▶ [REQUIREMENT A] Can you reproduce the text on the Constituent Assembly of Bangladesh word for word, from start to finish?
▶ [REQUIREMENT B] Which lines in the records contain the string "fabric"? Copy each of them out.

═══ SOURCE EXTRACT

The Constituent Assembly of Bangladesh was the constituent assembly of Bangladesh. It was the country's provisional parliament between 1971 and 1973. In 1972, it drafted and adopted the Constitution of Bangladesh. The assembly was dominated by the Awami League, with a minority being independent lawmakers.

Creation
Prior to the 1971 Bangladesh Liberation War, the first general election of Pakistan saw 169 seats in East Pakistan being contested for the National Assembly of Pakistan and 300 seats for the East Pakistan Provincial Assembly. The Awami League party ran on the platform of developing a new Pakistani constitution based on the 1966 Six Points. The Awami League won 167 out of 169 seats in the National Assembly and 288 out of 300 seats in the Provincial Assembly. Despite gaining the right to form a government, it was not allowed to take power by the erstwhile military junta in West Pakistan. The delay in the transfer of power sparked the liberation war.

During the war, elected representatives met in Mujibnagar on 17 April 1971. They signed the Proclamation of Bangladeshi Independence, which was declared as a provisional constitution. The elected representatives were transformed into a constituent assembly. After the war ended, the assembly convened in January 1972.

Members
The initial tally of members was 469. However, the tally dropped to 404 after the war. Ten legislators had died, of whom five were killed by the Pakistan Army. 23 were disqualified or expelled from their party, the Awami League; and two defected to Pakistan.

Shah Abdul Hamid was elected as the assembly's speaker and Mohammad Mohammadullah as deputy speaker.

══════
═══ RECORDS SHOWN

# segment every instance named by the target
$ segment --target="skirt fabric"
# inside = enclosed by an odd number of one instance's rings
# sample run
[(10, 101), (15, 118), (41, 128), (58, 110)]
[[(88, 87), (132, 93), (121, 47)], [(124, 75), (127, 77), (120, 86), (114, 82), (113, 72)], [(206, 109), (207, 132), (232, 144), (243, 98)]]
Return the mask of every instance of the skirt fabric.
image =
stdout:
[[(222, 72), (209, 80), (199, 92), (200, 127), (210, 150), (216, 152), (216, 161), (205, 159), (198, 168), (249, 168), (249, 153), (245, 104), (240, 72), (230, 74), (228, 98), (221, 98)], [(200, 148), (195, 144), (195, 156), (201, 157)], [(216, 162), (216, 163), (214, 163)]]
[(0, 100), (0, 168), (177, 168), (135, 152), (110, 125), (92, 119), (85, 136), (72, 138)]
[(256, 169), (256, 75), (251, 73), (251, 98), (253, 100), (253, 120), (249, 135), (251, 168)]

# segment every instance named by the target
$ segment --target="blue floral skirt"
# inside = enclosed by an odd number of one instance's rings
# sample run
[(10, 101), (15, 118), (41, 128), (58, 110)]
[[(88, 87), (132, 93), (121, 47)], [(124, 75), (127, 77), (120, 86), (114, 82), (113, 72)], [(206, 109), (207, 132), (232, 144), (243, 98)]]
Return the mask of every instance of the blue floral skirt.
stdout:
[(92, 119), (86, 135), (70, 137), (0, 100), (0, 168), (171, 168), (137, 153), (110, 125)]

══════

▶ [EXERCISE RESPONSE A]
The Constituent Assembly of Bangladesh was the constituent assembly of Bangladesh. It was the country's provisional parliament between 1971 and 1973. In 1972, it drafted and adopted the Constitution of Bangladesh. The assembly was dominated by the Awami League, with a minority being independent lawmakers.

Creation
Prior to the 1971 Bangladesh Liberation War, the first general election of Pakistan saw 169 seats in East Pakistan being contested for the National Assembly of Pakistan and 300 seats for the East Pakistan Provincial Assembly. The Awami League party ran on the platform of developing a new Pakistani constitution based on the 1966 Six Points. The Awami League won 167 out of 169 seats in the National Assembly and 288 out of 300 seats in the Provincial Assembly. Despite gaining the right to form a government, it was not allowed to take power by the erstwhile military junta in West Pakistan. The delay in the transfer of power sparked the liberation war.

During the war, elected representatives met in Mujibnagar on 17 April 1971. They signed the Proclamation of Bangladeshi Independence, which was declared as a provisional constitution. The elected representatives were transformed into a constituent assembly. After the war ended, the assembly convened in January 1972.

Members
The initial tally of members was 469. However, the tally dropped to 404 after the war. Ten legislators had died, of whom five were killed by the Pakistan Army. 23 were disqualified or expelled from their party, the Awami League; and two defected to Pakistan.

Shah Abdul Hamid was elected as the assembly's speaker and Mohammad Mohammadullah as deputy speaker.

▶ [EXERCISE RESPONSE B]
$ segment --target="skirt fabric"
Return the mask of every instance of the skirt fabric.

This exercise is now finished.